■ Supplied data:
···
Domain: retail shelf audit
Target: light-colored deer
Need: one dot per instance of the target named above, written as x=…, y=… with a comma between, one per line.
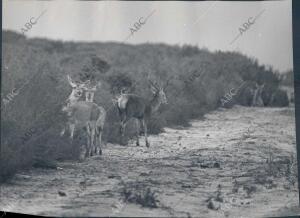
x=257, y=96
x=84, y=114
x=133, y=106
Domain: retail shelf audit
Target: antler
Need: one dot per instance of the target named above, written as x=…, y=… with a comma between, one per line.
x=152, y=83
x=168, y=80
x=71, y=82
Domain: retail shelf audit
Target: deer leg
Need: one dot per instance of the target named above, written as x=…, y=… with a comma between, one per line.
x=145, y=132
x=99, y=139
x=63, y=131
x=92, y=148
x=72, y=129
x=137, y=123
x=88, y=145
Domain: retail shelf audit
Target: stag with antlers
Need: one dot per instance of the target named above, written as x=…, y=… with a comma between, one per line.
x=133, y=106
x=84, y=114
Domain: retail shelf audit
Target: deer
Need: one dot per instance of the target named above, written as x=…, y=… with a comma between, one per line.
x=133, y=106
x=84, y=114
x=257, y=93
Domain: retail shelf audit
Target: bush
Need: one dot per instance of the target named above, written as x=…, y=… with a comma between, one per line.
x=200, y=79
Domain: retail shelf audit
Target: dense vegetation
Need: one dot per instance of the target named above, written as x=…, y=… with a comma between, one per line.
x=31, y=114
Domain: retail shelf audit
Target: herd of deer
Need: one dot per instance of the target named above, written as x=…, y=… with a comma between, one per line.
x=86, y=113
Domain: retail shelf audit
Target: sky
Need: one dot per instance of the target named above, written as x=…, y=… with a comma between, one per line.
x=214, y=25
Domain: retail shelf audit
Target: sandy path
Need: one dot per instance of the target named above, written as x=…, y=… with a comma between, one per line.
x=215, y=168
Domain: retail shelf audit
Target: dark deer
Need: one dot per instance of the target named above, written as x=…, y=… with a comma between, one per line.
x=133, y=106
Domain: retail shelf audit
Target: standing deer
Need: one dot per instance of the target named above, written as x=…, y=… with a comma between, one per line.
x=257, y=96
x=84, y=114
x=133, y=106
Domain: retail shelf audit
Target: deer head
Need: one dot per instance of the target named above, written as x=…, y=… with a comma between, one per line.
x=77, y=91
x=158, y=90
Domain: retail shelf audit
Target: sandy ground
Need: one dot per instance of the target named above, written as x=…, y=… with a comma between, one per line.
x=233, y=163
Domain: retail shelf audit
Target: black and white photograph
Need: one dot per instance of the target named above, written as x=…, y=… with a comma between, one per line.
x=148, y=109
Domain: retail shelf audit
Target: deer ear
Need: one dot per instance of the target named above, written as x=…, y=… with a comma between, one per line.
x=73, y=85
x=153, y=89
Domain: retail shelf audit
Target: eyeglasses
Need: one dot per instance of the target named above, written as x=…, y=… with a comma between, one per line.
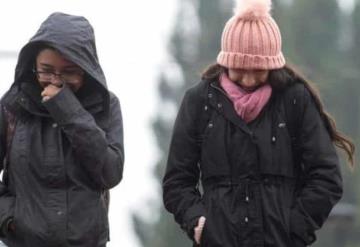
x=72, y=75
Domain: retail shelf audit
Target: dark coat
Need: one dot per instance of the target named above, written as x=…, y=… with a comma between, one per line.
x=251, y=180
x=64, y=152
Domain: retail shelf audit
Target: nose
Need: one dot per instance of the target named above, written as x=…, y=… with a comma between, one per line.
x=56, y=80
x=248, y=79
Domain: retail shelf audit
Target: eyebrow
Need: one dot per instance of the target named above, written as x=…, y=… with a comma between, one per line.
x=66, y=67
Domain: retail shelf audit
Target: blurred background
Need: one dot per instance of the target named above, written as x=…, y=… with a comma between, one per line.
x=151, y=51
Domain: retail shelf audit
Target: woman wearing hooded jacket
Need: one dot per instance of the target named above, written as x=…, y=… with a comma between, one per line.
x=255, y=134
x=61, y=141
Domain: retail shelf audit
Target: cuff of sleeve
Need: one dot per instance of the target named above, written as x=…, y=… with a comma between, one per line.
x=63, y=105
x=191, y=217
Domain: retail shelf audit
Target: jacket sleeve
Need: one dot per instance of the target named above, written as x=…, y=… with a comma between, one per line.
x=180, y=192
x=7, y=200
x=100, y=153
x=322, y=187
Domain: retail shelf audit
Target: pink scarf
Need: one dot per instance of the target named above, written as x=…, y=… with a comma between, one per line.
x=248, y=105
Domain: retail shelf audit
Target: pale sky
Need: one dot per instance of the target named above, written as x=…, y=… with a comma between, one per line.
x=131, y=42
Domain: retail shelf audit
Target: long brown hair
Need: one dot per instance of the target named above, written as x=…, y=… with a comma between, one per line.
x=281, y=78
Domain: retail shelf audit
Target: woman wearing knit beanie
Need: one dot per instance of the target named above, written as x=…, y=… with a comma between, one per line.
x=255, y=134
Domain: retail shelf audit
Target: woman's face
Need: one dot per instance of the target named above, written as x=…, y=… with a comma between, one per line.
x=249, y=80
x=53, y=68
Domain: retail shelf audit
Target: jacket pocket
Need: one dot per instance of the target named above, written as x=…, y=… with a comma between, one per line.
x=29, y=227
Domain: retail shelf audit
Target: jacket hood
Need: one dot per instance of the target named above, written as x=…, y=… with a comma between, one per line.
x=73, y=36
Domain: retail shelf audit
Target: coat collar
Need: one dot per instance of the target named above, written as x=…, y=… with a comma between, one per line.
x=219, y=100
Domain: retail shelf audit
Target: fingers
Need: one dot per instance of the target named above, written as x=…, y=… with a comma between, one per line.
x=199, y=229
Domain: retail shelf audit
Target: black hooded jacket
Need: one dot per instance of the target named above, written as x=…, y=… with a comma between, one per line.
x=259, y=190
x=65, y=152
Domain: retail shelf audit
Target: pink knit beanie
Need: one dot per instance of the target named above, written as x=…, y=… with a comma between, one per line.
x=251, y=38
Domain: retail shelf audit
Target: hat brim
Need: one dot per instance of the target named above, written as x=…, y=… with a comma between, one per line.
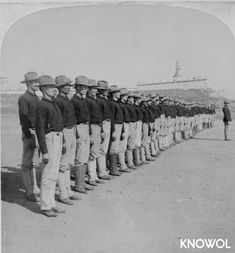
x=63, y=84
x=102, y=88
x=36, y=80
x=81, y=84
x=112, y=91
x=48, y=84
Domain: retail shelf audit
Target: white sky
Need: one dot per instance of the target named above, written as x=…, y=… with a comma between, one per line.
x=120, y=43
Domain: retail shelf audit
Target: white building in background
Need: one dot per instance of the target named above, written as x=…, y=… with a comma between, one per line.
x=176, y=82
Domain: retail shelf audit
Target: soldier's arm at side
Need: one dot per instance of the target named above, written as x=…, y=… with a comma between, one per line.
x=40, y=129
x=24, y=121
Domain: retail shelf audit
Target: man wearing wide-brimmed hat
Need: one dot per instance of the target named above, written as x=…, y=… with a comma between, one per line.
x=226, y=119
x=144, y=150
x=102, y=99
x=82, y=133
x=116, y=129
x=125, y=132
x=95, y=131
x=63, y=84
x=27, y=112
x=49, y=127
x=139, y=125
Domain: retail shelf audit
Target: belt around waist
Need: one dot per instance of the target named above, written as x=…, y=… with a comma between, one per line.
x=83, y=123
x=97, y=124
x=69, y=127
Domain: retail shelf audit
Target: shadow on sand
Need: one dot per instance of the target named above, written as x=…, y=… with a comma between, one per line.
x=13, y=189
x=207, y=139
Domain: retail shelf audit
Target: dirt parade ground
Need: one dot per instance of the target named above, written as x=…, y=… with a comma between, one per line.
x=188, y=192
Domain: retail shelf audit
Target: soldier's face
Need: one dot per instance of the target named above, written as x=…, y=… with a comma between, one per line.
···
■ Instructions for the task:
Copy out the data exactly and keep the pictures out.

■ Answer space:
Domain: retail shelf audit
Target: light-colored deer
Need: one dot per instance of the target named above, written as x=…, y=… with a comma between, one per line.
x=257, y=96
x=84, y=114
x=133, y=106
Domain: retail shelf audit
Target: antler
Need: one dot per instance of the target named above, written as x=…, y=… with a comma between, one per line.
x=152, y=83
x=168, y=80
x=71, y=82
Domain: retail shelf audit
Target: deer leg
Need: one dot per instance of the target named above, written as x=…, y=… with a comma between, one per line.
x=145, y=132
x=99, y=139
x=63, y=131
x=92, y=148
x=72, y=129
x=137, y=123
x=88, y=145
Domain: retail shelf audit
Target: stag with antlers
Need: one dot per instance of the target named above, written as x=…, y=… with a comma between, one per line.
x=133, y=106
x=84, y=114
Domain: retail shelf audit
Target: deer
Need: one dot per instance of the target named above, written as x=…, y=… with a comma between, one per line.
x=133, y=106
x=84, y=114
x=257, y=93
Domain: retail shelf audit
Target: bush
Need: one dot per instance of the target named above, written as x=…, y=… with a comma between, one per line.
x=200, y=79
Domain: retail shelf audit
Target: dense vegetation
Need: one dot per instance of the target named above, written as x=…, y=… with a comma between, one per line.
x=31, y=114
Domain: retail shelf audit
Target: herd of deer
Need: one dot per instance of the target named above, written as x=…, y=… with a comma between, one per line.
x=86, y=113
Domain: retail shelf audit
Target: sky
Need: one dot per instance of the target named above, written as x=…, y=… with a comma between, one per line.
x=214, y=25
Domain: retail shelf audit
Target: sandy path
Need: one dot per instance of the target named above, written as x=…, y=… with a comma between, one per line.
x=215, y=168
Domain: retail shelf audit
Target: dark deer
Need: one dot per instance of the target named above, written as x=…, y=… with a comma between, one per line.
x=133, y=106
Domain: retail shelf audit
Target: standing deer
Need: one dot per instance of the target named above, written as x=…, y=… with a comma between, one per line.
x=257, y=96
x=84, y=114
x=133, y=106
Domain: retail shelf audit
Target: deer head
Need: one dot per instance of the target named above, written as x=…, y=… with a comma between, one per line.
x=77, y=91
x=158, y=90
Domain: retail shelf audit
Target: sandy ground
Need: one dot per instance of the target named above, written as x=…, y=… with a comma between, one per line.
x=233, y=163
Domain: retail shelf audit
Target: black and white photograph
Need: one dot per instance of the target named above, written as x=…, y=… with a comma between, one per line.
x=148, y=109
Domain: retail shelf audit
Target: deer ear
Need: one dot per instance of the target named above, written as x=…, y=… with a comma between, one per line.
x=73, y=85
x=153, y=89
Domain: retail shelf audit
Target: eyeglasses
Need: one dot per instance of the target named above, written as x=…, y=… with a comma between, one per line.
x=72, y=75
Domain: retail shelf audit
Target: dark coat
Need: one dot per instance of the target named above, written as x=…, y=… with a comma between, one per line.
x=251, y=180
x=64, y=152
Domain: retail shelf audit
Target: nose
Need: one dot per instance of the target named above, written as x=…, y=… with a comma between, one per line.
x=56, y=80
x=248, y=79
Domain: retail shelf audit
Target: eyebrow
Need: one dot per instance of the target named above, written as x=…, y=… with a comma between, one per line.
x=66, y=67
Domain: retail shelf audit
Target: blurred background
Need: one dot per instance of the target named above, written as x=…, y=… with a comma between, one per line.
x=151, y=51
Domain: retail shelf audit
Target: woman wearing hooded jacket
Need: one dot per instance of the target named above, written as x=…, y=… with a comma between, one per line.
x=255, y=134
x=61, y=141
Domain: retail shelf audit
Target: cuff of sleeve
Need: one dot per instance of the target named above, written as x=…, y=… with a comma between, one per line.
x=63, y=105
x=191, y=217
Domain: retail shelf audit
Target: jacket sleeve
Need: one dot per instance of the target named above, written as x=…, y=… with a comma between, one per line.
x=180, y=192
x=7, y=200
x=100, y=153
x=322, y=187
Domain: retail shelf audit
Target: pink scarf
Need: one dot per instance of the target named above, written as x=…, y=… with a comma between, one per line.
x=248, y=105
Domain: retail shelf audit
Target: pale sky
Need: one dot per instance of the target named above, written as x=…, y=… with a comma between, one per line.
x=131, y=42
Domain: retail shelf audit
Target: long brown hair
Need: one dot per instance of the target named above, written as x=…, y=… with a comma between, one per line.
x=281, y=78
Domain: retail shelf audit
Target: woman wearing knit beanie
Need: one dot per instance of the target named above, written as x=…, y=… with a comma between, one per line.
x=255, y=134
Domain: retail shelf audit
Target: woman's face
Need: one dot per instance of the target named above, written as x=…, y=… with a comma between, one per line.
x=249, y=80
x=53, y=68
Domain: retail shelf audit
Target: jacket pocket
Need: one dot per instance of the target named above, written as x=…, y=… with a comma between, one per line.
x=29, y=227
Domain: retail shelf audit
Target: jacket hood
Need: one dot per instance of the target named above, written as x=…, y=… with a comma between, one per line.
x=73, y=36
Domain: retail shelf audit
Target: coat collar
Need: one dot per instance of the target named above, written as x=…, y=… with a comma between, one per line.
x=219, y=100
Domain: retail shelf audit
Target: fingers
Need: one dot per instance of the target named above, written as x=…, y=… with a comma between, one per line.
x=199, y=229
Domain: retail shelf audit
Target: black hooded jacket
Need: one dot per instance of the target named above, written as x=…, y=… with a comma between, one per line.
x=259, y=190
x=65, y=152
Domain: retail shelf audit
Target: pink knit beanie
Need: one dot per instance of the target named above, written as x=…, y=… with a comma between, one per line.
x=251, y=38
Domain: retail shelf audit
Target: hat brim
Need: one dot per instance of the target named above, written as x=…, y=… with a comma between, one per line.
x=63, y=84
x=102, y=88
x=36, y=80
x=81, y=84
x=112, y=91
x=48, y=84
Domain: retail shelf audit
Target: white sky
Need: one dot per instance of the target named above, written as x=…, y=… with a comma between, one per line.
x=120, y=43
Domain: retail shelf audit
Target: white building in background
Need: one dot per instance of the target named above, written as x=…, y=… with a comma between, one per line.
x=176, y=82
Domain: retail shelf audit
Target: soldier's arm at side
Need: one dot per instance of the target named above, written as x=…, y=… with a comma between, one per line.
x=40, y=129
x=24, y=121
Domain: retail shelf audit
Target: man wearing wide-brimmed hat
Need: one dot per instance of the target named above, written as x=…, y=… with a comma between, one per line.
x=226, y=119
x=144, y=150
x=102, y=99
x=82, y=133
x=116, y=129
x=125, y=132
x=95, y=131
x=63, y=84
x=27, y=112
x=49, y=127
x=139, y=125
Domain: retail shelf audit
Target: belt around waist
Need: one dot per instance of the target named above, written as x=…, y=… with a comma between, one per line.
x=83, y=123
x=97, y=124
x=69, y=127
Domain: retail shelf audit
Target: shadow on sand
Need: one dot per instance of the target named above, written as x=…, y=… with a comma between, one per line.
x=13, y=189
x=207, y=139
Domain: retail shelf audit
Target: dirt parade ground
Need: one dot per instance of the target named above, written as x=…, y=… with a comma between, one per line.
x=188, y=192
Domain: retail shelf audit
Target: soldier's face
Need: one dot per instance of the target named above, written as x=…, y=… with a comma between, one per line.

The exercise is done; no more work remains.